> [WORK INSTRUCTIONS]
Exactly as written, output each record given below.

··· DATA PROVIDED

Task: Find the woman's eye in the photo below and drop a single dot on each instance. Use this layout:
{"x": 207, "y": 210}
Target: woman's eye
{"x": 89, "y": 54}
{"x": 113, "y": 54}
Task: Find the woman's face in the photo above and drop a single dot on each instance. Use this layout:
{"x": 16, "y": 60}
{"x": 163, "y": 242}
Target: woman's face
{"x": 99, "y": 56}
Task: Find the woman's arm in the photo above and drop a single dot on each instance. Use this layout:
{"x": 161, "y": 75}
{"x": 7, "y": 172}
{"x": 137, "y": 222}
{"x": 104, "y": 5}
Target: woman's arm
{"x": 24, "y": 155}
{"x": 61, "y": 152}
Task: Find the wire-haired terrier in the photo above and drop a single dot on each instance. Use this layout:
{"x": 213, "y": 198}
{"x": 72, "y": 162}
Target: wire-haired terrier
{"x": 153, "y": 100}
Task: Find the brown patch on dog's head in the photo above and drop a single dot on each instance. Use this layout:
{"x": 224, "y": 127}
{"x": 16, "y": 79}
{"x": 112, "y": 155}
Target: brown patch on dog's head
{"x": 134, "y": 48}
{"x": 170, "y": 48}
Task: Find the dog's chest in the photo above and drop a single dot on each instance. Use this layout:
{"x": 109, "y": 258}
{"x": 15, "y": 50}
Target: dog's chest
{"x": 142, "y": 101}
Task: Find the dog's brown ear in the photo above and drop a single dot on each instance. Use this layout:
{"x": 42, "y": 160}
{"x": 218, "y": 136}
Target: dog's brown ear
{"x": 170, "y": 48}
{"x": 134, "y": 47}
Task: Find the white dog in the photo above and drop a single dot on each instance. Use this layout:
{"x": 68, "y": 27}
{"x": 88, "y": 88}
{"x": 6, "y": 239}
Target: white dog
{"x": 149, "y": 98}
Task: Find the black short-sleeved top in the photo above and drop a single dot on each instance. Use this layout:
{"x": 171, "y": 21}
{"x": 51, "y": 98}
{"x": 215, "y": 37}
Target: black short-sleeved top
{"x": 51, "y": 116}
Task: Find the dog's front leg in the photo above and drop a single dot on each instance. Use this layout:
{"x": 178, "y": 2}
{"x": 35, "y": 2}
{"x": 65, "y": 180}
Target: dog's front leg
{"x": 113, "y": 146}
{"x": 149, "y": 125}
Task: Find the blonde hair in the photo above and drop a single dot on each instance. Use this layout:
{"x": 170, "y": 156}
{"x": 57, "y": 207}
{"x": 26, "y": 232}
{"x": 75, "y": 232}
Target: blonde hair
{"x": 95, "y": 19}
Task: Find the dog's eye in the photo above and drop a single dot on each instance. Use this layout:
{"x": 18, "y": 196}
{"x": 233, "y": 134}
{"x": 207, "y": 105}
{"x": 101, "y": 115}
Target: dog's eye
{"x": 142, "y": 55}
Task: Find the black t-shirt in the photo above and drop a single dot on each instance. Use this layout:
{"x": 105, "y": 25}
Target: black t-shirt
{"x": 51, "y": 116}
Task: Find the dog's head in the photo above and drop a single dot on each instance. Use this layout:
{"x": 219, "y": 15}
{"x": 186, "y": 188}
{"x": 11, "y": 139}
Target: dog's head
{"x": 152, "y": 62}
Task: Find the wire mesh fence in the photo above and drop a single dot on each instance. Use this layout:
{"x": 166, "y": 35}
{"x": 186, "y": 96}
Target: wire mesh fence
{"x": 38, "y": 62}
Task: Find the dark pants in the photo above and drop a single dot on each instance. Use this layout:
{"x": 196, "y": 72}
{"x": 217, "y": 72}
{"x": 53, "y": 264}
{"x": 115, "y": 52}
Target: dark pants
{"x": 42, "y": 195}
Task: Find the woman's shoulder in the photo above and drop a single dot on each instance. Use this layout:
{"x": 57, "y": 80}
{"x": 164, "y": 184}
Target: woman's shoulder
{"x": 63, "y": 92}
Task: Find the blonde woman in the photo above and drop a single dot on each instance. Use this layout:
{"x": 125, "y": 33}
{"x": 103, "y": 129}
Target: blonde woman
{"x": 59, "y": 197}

······

> [WRITTEN SOLUTION]
Task: Find the woman's eye in the photo below and drop a single dot on each instance. Use this layout:
{"x": 207, "y": 210}
Target: woman's eye
{"x": 89, "y": 54}
{"x": 113, "y": 54}
Task: Find the woman's face in the photo above and drop a single dot on each instance. Use this layout:
{"x": 16, "y": 60}
{"x": 163, "y": 242}
Target: woman's face
{"x": 99, "y": 56}
Task: Find the woman's arm in the photo above and drop a single dot on each instance. Use this layout:
{"x": 161, "y": 75}
{"x": 7, "y": 172}
{"x": 137, "y": 222}
{"x": 104, "y": 5}
Target: woman's arm
{"x": 24, "y": 155}
{"x": 61, "y": 152}
Task: Find the wire-haired terrier in the photo above and drop a single dot on each instance. Use this layout:
{"x": 213, "y": 198}
{"x": 72, "y": 162}
Target: wire-haired terrier
{"x": 153, "y": 100}
Task: Find the brown patch on dog's head in the photo above and drop a single dot on each instance. Use this layout:
{"x": 224, "y": 127}
{"x": 16, "y": 79}
{"x": 112, "y": 155}
Target: brown patch on dog's head
{"x": 134, "y": 48}
{"x": 170, "y": 48}
Task: Find the dog's chest in the photo above and drop a single dot on each instance. Use this layout:
{"x": 109, "y": 258}
{"x": 15, "y": 50}
Target: dog's chest
{"x": 142, "y": 101}
Task: Find the dog's brown ear in the photo above and drop a single dot on each instance. Use this layout:
{"x": 42, "y": 160}
{"x": 218, "y": 136}
Target: dog's brown ear
{"x": 170, "y": 48}
{"x": 134, "y": 47}
Task: Find the white dog in the photo above and drop a single dot on each instance. Use this layout:
{"x": 68, "y": 27}
{"x": 88, "y": 88}
{"x": 6, "y": 239}
Target: white dog
{"x": 149, "y": 98}
Task: Find the black short-sleeved top in the photo above and drop a single dot on each instance. Use this layout:
{"x": 171, "y": 21}
{"x": 51, "y": 98}
{"x": 215, "y": 37}
Target: black short-sleeved top
{"x": 51, "y": 116}
Task: Find the dog's front leg in the photo above and drop a single dot on each instance. Use this layout:
{"x": 178, "y": 2}
{"x": 35, "y": 2}
{"x": 65, "y": 180}
Target: dog's front leg
{"x": 113, "y": 146}
{"x": 149, "y": 125}
Task: Find the blonde hair in the photo above and drop a single dot on each instance. Use this layout:
{"x": 170, "y": 156}
{"x": 57, "y": 207}
{"x": 26, "y": 232}
{"x": 75, "y": 232}
Target: blonde hair
{"x": 95, "y": 19}
Task: Find the dog's eye in the photo above and drop a single dot on each instance. Use this layout:
{"x": 18, "y": 196}
{"x": 233, "y": 134}
{"x": 207, "y": 105}
{"x": 101, "y": 115}
Target: dog's eye
{"x": 142, "y": 55}
Task: Find the black t-shirt in the photo above and drop a single dot on each instance. Use this layout:
{"x": 105, "y": 25}
Target: black t-shirt
{"x": 51, "y": 116}
Task: Find the dog's head in the photo above and drop a single dot on each instance. Use this layout:
{"x": 219, "y": 15}
{"x": 186, "y": 188}
{"x": 11, "y": 139}
Target: dog's head
{"x": 152, "y": 62}
Task: Find the wire mesh fence in the photo above and drop a single dot on each instance. Use this layout:
{"x": 166, "y": 35}
{"x": 186, "y": 96}
Target: wire mesh fence
{"x": 38, "y": 62}
Task: Find the dark pants in the photo above and drop a single dot on each instance. Use this layout:
{"x": 196, "y": 72}
{"x": 217, "y": 72}
{"x": 53, "y": 264}
{"x": 115, "y": 52}
Target: dark pants
{"x": 42, "y": 195}
Task: Find the woman's shoulder in the photo above and drop a single dot on each instance. Use this layout:
{"x": 57, "y": 80}
{"x": 164, "y": 184}
Target: woman's shoulder
{"x": 63, "y": 92}
Task: Find the blonde woman in the photo above and drop a single dot on each instance. Use this layout:
{"x": 125, "y": 33}
{"x": 103, "y": 129}
Target: blonde woman
{"x": 59, "y": 197}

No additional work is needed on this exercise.